■ Work to be completed
Copy the listing word for word, beginning with the line that contains "in white shirt." and continuing through the final line of the listing.

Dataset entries

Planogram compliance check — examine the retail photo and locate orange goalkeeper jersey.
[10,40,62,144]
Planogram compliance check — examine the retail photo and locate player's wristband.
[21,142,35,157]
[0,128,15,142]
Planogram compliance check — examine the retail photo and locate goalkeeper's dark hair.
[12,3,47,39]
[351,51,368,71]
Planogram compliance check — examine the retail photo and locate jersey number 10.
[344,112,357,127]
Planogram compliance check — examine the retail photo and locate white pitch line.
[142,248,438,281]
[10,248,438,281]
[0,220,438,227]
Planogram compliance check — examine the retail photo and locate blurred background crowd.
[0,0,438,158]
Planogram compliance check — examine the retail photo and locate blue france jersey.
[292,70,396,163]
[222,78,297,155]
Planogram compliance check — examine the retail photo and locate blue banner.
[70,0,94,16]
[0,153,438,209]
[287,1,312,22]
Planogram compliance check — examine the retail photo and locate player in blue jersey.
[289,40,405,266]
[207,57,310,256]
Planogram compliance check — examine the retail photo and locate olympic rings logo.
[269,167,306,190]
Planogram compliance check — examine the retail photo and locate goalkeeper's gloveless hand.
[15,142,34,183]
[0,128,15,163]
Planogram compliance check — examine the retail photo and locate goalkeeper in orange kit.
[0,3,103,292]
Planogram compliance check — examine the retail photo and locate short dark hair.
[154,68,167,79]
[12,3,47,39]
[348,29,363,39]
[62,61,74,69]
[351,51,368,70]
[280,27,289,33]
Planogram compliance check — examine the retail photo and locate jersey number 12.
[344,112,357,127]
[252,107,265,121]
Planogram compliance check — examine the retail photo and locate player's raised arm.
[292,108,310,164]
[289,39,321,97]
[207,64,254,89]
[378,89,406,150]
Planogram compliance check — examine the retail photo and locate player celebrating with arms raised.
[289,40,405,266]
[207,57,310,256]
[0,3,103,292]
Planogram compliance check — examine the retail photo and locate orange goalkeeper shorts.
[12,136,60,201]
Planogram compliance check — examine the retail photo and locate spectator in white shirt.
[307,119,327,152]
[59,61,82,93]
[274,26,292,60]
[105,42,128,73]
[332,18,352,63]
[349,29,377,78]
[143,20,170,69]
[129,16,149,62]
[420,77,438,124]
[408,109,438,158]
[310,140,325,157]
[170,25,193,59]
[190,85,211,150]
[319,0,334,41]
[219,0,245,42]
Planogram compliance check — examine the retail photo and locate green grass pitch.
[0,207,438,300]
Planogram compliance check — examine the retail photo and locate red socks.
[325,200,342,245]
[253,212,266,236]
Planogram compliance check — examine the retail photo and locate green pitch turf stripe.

■ In response
Planogram compliance check — examine the retail photo and locate spectator in white shirt.
[307,119,327,152]
[59,61,82,93]
[274,26,292,60]
[105,42,128,73]
[332,18,352,63]
[349,29,377,78]
[143,20,170,69]
[129,16,149,62]
[420,77,438,124]
[408,109,438,158]
[310,140,325,157]
[170,25,193,59]
[190,85,211,150]
[319,0,334,41]
[219,0,245,42]
Planogram compliance check — examine the retail photo and locate green grass pitch.
[0,207,438,300]
Planogram compliance check — examine the retail photo and locate red socks.
[325,200,342,245]
[253,212,266,236]
Planogram compliance check — examine the retail photo and locate green pitch turf stripe.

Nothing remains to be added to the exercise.